### Provided material
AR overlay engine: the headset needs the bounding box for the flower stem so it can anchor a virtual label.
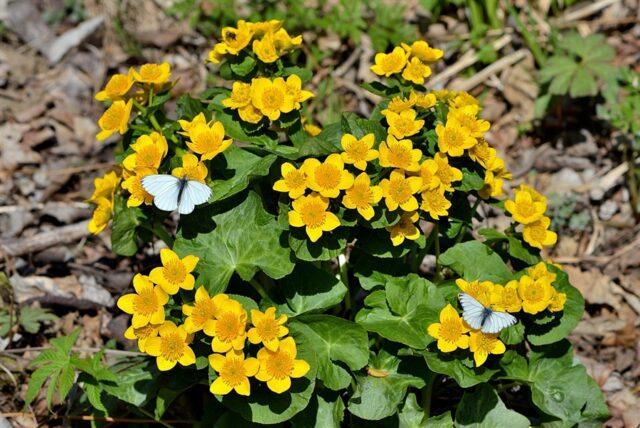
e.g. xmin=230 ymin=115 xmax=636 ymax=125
xmin=421 ymin=372 xmax=436 ymax=417
xmin=455 ymin=197 xmax=481 ymax=245
xmin=249 ymin=278 xmax=268 ymax=300
xmin=149 ymin=113 xmax=163 ymax=133
xmin=434 ymin=223 xmax=442 ymax=282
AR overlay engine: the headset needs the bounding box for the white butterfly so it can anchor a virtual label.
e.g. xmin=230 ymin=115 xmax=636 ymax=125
xmin=142 ymin=174 xmax=212 ymax=215
xmin=459 ymin=292 xmax=517 ymax=334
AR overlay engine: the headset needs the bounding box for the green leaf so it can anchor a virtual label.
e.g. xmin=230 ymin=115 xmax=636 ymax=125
xmin=499 ymin=322 xmax=525 ymax=345
xmin=439 ymin=241 xmax=512 ymax=283
xmin=525 ymin=266 xmax=584 ymax=346
xmin=507 ymin=236 xmax=541 ymax=265
xmin=356 ymin=274 xmax=443 ymax=348
xmin=455 ymin=384 xmax=530 ymax=427
xmin=569 ymin=67 xmax=598 ymax=98
xmin=347 ymin=349 xmax=425 ymax=420
xmin=456 ymin=168 xmax=485 ymax=192
xmin=290 ymin=315 xmax=369 ymax=390
xmin=341 ymin=112 xmax=387 ymax=144
xmin=355 ymin=228 xmax=425 ymax=258
xmin=209 ymin=146 xmax=277 ymax=203
xmin=17 ymin=307 xmax=57 ymax=334
xmin=111 ymin=196 xmax=145 ymax=256
xmin=229 ymin=55 xmax=257 ymax=77
xmin=398 ymin=393 xmax=426 ymax=427
xmin=423 ymin=351 xmax=498 ymax=388
xmin=539 ymin=56 xmax=577 ymax=83
xmin=276 ymin=263 xmax=347 ymax=316
xmin=294 ymin=123 xmax=342 ymax=157
xmin=424 ymin=411 xmax=454 ymax=427
xmin=352 ymin=254 xmax=411 ymax=291
xmin=175 ymin=191 xmax=295 ymax=294
xmin=219 ymin=325 xmax=317 ymax=424
xmin=288 ymin=227 xmax=349 ymax=262
xmin=280 ymin=66 xmax=313 ymax=82
xmin=176 ymin=94 xmax=206 ymax=119
xmin=291 ymin=390 xmax=345 ymax=427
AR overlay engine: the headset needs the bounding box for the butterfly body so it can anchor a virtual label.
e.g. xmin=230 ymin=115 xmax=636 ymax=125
xmin=142 ymin=174 xmax=212 ymax=215
xmin=459 ymin=293 xmax=517 ymax=334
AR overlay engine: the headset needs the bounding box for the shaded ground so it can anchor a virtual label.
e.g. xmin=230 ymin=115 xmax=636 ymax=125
xmin=0 ymin=0 xmax=638 ymax=426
######
Could you give all of the data again exactly as written, omitting any pictures?

## Solution
AR overlay engine: the headset needs the bounding box for the flower stem so it can anchor a virtual label.
e.g. xmin=230 ymin=115 xmax=636 ymax=125
xmin=421 ymin=372 xmax=436 ymax=417
xmin=455 ymin=197 xmax=481 ymax=245
xmin=249 ymin=278 xmax=268 ymax=300
xmin=149 ymin=113 xmax=163 ymax=133
xmin=434 ymin=223 xmax=442 ymax=282
AR overlay engine: the headset needs the bounding box for the white butterfly so it can anchor a virtual label.
e.g. xmin=230 ymin=115 xmax=636 ymax=125
xmin=142 ymin=174 xmax=212 ymax=215
xmin=459 ymin=292 xmax=517 ymax=334
AR overlay engine: the headset needs the bounding box for the green leaf so it can anchor a virtual label.
e.g. xmin=230 ymin=115 xmax=636 ymax=125
xmin=499 ymin=322 xmax=525 ymax=345
xmin=439 ymin=241 xmax=512 ymax=283
xmin=525 ymin=266 xmax=584 ymax=346
xmin=507 ymin=236 xmax=541 ymax=265
xmin=356 ymin=274 xmax=443 ymax=348
xmin=455 ymin=384 xmax=530 ymax=427
xmin=569 ymin=67 xmax=598 ymax=98
xmin=347 ymin=349 xmax=425 ymax=420
xmin=456 ymin=168 xmax=485 ymax=192
xmin=290 ymin=315 xmax=369 ymax=390
xmin=341 ymin=112 xmax=387 ymax=144
xmin=355 ymin=228 xmax=425 ymax=258
xmin=209 ymin=146 xmax=277 ymax=203
xmin=17 ymin=307 xmax=57 ymax=334
xmin=111 ymin=196 xmax=145 ymax=256
xmin=229 ymin=55 xmax=257 ymax=77
xmin=398 ymin=393 xmax=426 ymax=427
xmin=423 ymin=351 xmax=498 ymax=388
xmin=539 ymin=56 xmax=577 ymax=83
xmin=276 ymin=263 xmax=347 ymax=316
xmin=294 ymin=123 xmax=342 ymax=157
xmin=424 ymin=411 xmax=454 ymax=427
xmin=352 ymin=254 xmax=411 ymax=291
xmin=175 ymin=191 xmax=295 ymax=294
xmin=219 ymin=325 xmax=317 ymax=424
xmin=288 ymin=227 xmax=349 ymax=262
xmin=280 ymin=66 xmax=313 ymax=82
xmin=176 ymin=94 xmax=206 ymax=119
xmin=291 ymin=390 xmax=345 ymax=427
AR overlay engine: the headset needs the bounding box for the butterfly body so it can anchor a virtual label.
e.g. xmin=230 ymin=115 xmax=636 ymax=125
xmin=142 ymin=174 xmax=212 ymax=215
xmin=459 ymin=293 xmax=517 ymax=334
AR overlay engine: the headset needs the bounding box for the shaded ground so it can anchor a virtual label.
e.g. xmin=230 ymin=115 xmax=636 ymax=125
xmin=0 ymin=0 xmax=638 ymax=426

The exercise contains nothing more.